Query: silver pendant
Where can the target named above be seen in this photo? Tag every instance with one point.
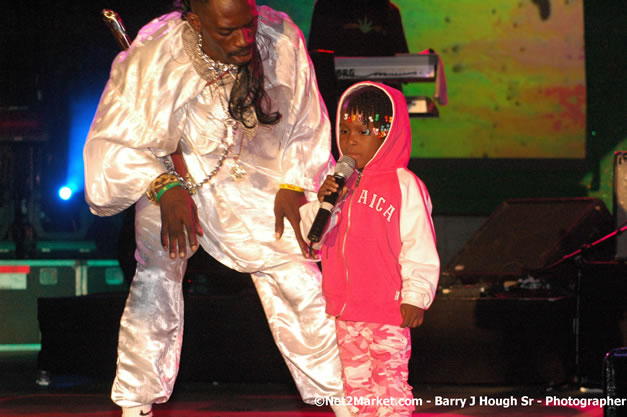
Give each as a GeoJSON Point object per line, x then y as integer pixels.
{"type": "Point", "coordinates": [237, 172]}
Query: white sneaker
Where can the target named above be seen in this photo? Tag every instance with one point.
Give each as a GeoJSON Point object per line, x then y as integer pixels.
{"type": "Point", "coordinates": [141, 411]}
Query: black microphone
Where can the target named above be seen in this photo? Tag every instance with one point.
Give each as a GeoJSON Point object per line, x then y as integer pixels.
{"type": "Point", "coordinates": [343, 170]}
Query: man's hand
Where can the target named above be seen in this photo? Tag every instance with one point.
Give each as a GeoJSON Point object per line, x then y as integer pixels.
{"type": "Point", "coordinates": [412, 316]}
{"type": "Point", "coordinates": [179, 217]}
{"type": "Point", "coordinates": [286, 204]}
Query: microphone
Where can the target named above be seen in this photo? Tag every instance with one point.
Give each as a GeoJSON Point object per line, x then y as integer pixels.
{"type": "Point", "coordinates": [343, 170]}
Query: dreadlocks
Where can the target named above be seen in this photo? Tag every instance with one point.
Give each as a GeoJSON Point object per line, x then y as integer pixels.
{"type": "Point", "coordinates": [248, 88]}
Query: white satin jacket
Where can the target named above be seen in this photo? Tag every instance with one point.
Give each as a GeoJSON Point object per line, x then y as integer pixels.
{"type": "Point", "coordinates": [156, 98]}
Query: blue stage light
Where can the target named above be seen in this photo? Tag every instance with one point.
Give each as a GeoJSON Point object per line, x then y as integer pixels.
{"type": "Point", "coordinates": [65, 192]}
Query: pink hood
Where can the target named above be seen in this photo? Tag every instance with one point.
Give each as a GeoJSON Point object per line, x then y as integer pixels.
{"type": "Point", "coordinates": [396, 149]}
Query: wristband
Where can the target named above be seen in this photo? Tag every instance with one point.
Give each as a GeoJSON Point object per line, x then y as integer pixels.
{"type": "Point", "coordinates": [166, 188]}
{"type": "Point", "coordinates": [291, 187]}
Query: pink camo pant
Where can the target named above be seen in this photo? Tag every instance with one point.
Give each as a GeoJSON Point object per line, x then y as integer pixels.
{"type": "Point", "coordinates": [375, 361]}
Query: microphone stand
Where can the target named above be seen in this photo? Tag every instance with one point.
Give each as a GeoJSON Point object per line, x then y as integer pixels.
{"type": "Point", "coordinates": [577, 256]}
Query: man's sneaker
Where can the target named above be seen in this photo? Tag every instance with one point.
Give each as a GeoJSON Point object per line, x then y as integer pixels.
{"type": "Point", "coordinates": [141, 411]}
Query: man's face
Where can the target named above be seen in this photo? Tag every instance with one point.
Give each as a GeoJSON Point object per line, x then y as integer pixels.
{"type": "Point", "coordinates": [228, 28]}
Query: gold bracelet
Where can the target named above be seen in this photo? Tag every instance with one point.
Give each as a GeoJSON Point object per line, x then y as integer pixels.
{"type": "Point", "coordinates": [291, 187]}
{"type": "Point", "coordinates": [158, 184]}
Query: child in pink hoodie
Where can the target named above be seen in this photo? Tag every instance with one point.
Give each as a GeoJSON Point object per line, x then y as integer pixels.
{"type": "Point", "coordinates": [379, 260]}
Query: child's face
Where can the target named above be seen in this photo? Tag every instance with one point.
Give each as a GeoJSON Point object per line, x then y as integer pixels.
{"type": "Point", "coordinates": [358, 140]}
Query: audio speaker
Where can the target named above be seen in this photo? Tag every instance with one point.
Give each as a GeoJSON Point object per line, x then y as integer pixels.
{"type": "Point", "coordinates": [528, 235]}
{"type": "Point", "coordinates": [620, 201]}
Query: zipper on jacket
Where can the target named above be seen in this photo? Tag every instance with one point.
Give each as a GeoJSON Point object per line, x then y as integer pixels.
{"type": "Point", "coordinates": [350, 207]}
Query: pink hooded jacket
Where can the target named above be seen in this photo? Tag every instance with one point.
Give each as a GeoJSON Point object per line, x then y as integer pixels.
{"type": "Point", "coordinates": [379, 250]}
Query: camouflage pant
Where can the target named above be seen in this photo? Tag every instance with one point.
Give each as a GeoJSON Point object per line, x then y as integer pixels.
{"type": "Point", "coordinates": [375, 361]}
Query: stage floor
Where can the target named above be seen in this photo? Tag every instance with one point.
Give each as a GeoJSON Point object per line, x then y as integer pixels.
{"type": "Point", "coordinates": [77, 396]}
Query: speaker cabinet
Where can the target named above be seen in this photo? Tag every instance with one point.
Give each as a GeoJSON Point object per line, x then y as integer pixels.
{"type": "Point", "coordinates": [526, 235]}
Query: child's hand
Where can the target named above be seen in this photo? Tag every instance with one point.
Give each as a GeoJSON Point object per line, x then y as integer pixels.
{"type": "Point", "coordinates": [328, 187]}
{"type": "Point", "coordinates": [412, 316]}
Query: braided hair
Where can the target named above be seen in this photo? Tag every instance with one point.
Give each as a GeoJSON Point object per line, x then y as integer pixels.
{"type": "Point", "coordinates": [248, 89]}
{"type": "Point", "coordinates": [369, 102]}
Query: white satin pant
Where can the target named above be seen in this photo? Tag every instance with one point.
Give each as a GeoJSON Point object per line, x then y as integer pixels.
{"type": "Point", "coordinates": [151, 329]}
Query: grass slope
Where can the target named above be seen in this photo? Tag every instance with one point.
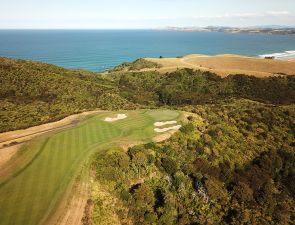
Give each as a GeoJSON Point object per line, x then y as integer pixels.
{"type": "Point", "coordinates": [32, 192]}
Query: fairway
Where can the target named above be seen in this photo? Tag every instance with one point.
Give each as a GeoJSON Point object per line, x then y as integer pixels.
{"type": "Point", "coordinates": [30, 193]}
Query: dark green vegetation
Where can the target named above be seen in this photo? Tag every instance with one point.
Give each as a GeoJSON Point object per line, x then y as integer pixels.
{"type": "Point", "coordinates": [233, 163]}
{"type": "Point", "coordinates": [187, 86]}
{"type": "Point", "coordinates": [237, 167]}
{"type": "Point", "coordinates": [30, 193]}
{"type": "Point", "coordinates": [33, 93]}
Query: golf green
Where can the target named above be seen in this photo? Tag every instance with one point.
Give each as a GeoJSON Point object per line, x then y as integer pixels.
{"type": "Point", "coordinates": [31, 194]}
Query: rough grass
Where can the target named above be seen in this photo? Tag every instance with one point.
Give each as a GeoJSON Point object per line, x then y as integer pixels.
{"type": "Point", "coordinates": [225, 65]}
{"type": "Point", "coordinates": [32, 192]}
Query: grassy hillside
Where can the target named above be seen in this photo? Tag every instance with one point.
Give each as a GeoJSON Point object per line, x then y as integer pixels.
{"type": "Point", "coordinates": [32, 189]}
{"type": "Point", "coordinates": [33, 93]}
{"type": "Point", "coordinates": [187, 86]}
{"type": "Point", "coordinates": [235, 167]}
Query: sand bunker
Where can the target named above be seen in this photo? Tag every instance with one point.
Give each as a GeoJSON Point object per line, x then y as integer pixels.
{"type": "Point", "coordinates": [159, 130]}
{"type": "Point", "coordinates": [118, 117]}
{"type": "Point", "coordinates": [160, 124]}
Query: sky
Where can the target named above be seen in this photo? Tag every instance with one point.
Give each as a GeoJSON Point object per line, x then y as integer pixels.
{"type": "Point", "coordinates": [142, 14]}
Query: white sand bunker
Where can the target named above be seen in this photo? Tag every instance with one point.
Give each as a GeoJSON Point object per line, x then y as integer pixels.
{"type": "Point", "coordinates": [118, 117]}
{"type": "Point", "coordinates": [161, 130]}
{"type": "Point", "coordinates": [160, 124]}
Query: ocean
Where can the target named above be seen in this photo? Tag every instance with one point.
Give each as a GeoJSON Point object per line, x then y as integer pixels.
{"type": "Point", "coordinates": [99, 50]}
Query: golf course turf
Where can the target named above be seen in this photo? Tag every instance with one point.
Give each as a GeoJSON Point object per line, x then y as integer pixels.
{"type": "Point", "coordinates": [31, 192]}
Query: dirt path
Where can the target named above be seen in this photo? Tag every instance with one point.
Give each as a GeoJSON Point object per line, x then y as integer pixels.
{"type": "Point", "coordinates": [73, 211]}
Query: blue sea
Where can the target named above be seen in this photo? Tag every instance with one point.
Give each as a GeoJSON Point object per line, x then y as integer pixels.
{"type": "Point", "coordinates": [99, 50]}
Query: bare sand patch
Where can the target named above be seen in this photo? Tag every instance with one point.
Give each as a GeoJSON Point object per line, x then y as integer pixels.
{"type": "Point", "coordinates": [6, 155]}
{"type": "Point", "coordinates": [227, 64]}
{"type": "Point", "coordinates": [118, 117]}
{"type": "Point", "coordinates": [162, 130]}
{"type": "Point", "coordinates": [160, 124]}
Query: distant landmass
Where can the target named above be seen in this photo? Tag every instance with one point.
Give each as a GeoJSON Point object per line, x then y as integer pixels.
{"type": "Point", "coordinates": [264, 29]}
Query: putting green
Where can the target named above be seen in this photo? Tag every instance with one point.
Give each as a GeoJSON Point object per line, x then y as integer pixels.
{"type": "Point", "coordinates": [31, 193]}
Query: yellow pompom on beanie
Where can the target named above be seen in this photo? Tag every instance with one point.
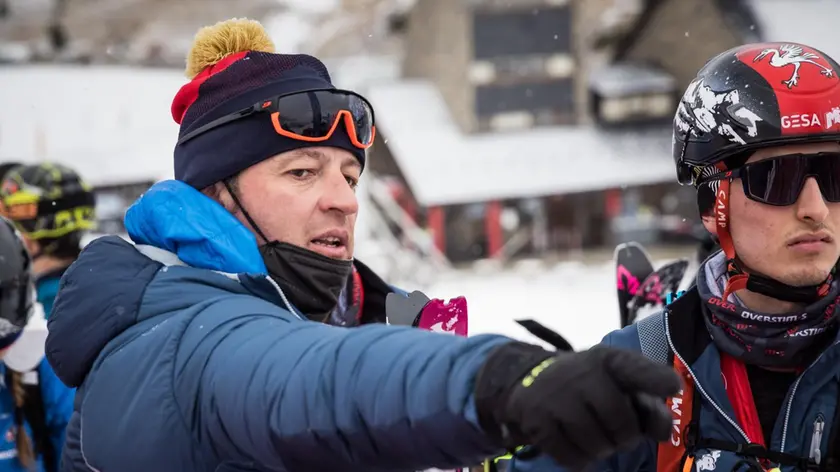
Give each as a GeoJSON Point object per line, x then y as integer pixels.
{"type": "Point", "coordinates": [232, 66]}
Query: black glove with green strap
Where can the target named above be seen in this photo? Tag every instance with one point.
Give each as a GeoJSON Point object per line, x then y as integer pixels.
{"type": "Point", "coordinates": [575, 407]}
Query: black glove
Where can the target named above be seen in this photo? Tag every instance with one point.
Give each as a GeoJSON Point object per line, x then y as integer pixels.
{"type": "Point", "coordinates": [575, 407]}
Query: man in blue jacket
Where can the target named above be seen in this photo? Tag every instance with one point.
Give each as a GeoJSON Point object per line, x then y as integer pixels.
{"type": "Point", "coordinates": [756, 339]}
{"type": "Point", "coordinates": [208, 345]}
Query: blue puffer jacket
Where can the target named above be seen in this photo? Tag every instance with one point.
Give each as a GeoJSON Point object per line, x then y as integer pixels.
{"type": "Point", "coordinates": [58, 406]}
{"type": "Point", "coordinates": [802, 429]}
{"type": "Point", "coordinates": [187, 359]}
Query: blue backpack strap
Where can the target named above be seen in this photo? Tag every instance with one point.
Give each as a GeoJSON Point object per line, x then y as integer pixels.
{"type": "Point", "coordinates": [652, 338]}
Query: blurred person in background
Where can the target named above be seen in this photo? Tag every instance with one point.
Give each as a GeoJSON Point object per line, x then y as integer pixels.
{"type": "Point", "coordinates": [755, 340]}
{"type": "Point", "coordinates": [210, 346]}
{"type": "Point", "coordinates": [53, 208]}
{"type": "Point", "coordinates": [34, 405]}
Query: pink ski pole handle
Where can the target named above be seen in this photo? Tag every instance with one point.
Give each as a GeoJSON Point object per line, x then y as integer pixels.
{"type": "Point", "coordinates": [443, 317]}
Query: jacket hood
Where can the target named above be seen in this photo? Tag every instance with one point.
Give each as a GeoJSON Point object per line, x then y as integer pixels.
{"type": "Point", "coordinates": [102, 293]}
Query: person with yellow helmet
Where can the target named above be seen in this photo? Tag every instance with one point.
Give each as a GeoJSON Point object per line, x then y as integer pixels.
{"type": "Point", "coordinates": [52, 207]}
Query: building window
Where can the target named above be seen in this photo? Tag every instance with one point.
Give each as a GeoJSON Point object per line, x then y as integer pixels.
{"type": "Point", "coordinates": [557, 95]}
{"type": "Point", "coordinates": [633, 107]}
{"type": "Point", "coordinates": [500, 33]}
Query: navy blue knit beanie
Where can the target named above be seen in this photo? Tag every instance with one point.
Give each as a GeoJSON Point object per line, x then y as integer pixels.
{"type": "Point", "coordinates": [232, 66]}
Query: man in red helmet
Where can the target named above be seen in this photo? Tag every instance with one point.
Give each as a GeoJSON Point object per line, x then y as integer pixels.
{"type": "Point", "coordinates": [756, 339]}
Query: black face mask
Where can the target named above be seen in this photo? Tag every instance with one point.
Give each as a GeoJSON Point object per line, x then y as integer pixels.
{"type": "Point", "coordinates": [312, 282]}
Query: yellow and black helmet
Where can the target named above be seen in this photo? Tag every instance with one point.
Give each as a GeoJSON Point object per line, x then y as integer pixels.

→ **DESCRIPTION OF THE TASK**
Exactly reproduce the lines from the one containing "Query: pink ski pole handle" through the end of the records, and only those lines.

→ **PROBLEM SOLUTION**
Query: pink ski pole handle
Where can the target named above be seen in this photo? Tag every instance with one point.
Give each as a GeoJSON Point object per line, x then y as integer pixels.
{"type": "Point", "coordinates": [443, 317]}
Query: jacket hood
Where can the target named above be seen in this photo? Tag every instance with one point.
Give each as a GeoJSON Point object per line, x then y as integer pixels.
{"type": "Point", "coordinates": [102, 293]}
Query: person with yellow helmet
Where can the target named above be seen in this photo? Tag every instance with one point.
Give each as a GeoJSON Point object per line, x then y as integer pixels.
{"type": "Point", "coordinates": [52, 207]}
Query: building window
Where can the target named above be seen in this photo? Tag every instance with one point.
Give each as a GeoJSON Point object per line, x then y as integer pixels.
{"type": "Point", "coordinates": [557, 95]}
{"type": "Point", "coordinates": [633, 107]}
{"type": "Point", "coordinates": [500, 33]}
Query: navy blue knit beanie
Where can the target named above be seen in this photo? Tag every instance with one point.
Give each as a GeoJSON Point object per line, x then y as integer pixels.
{"type": "Point", "coordinates": [232, 66]}
Query: man in red helmet
Where can the target named above be seen in this photo? Tag every instance with one point.
Give each as a GeoJSON Point object per line, x then y as integer pixels.
{"type": "Point", "coordinates": [756, 339]}
Query: black face mask
Where can the target named above be seen in this photo? Tag every instance with one point.
Give each as a GeoJSON Point object per line, x then y as integer pixels.
{"type": "Point", "coordinates": [312, 282]}
Query: yellow and black helmet
Where can the target named above be seen in this photo? Tag every instance with one point.
Give each as a GeoJSON Point object per line, x then y as integer pixels.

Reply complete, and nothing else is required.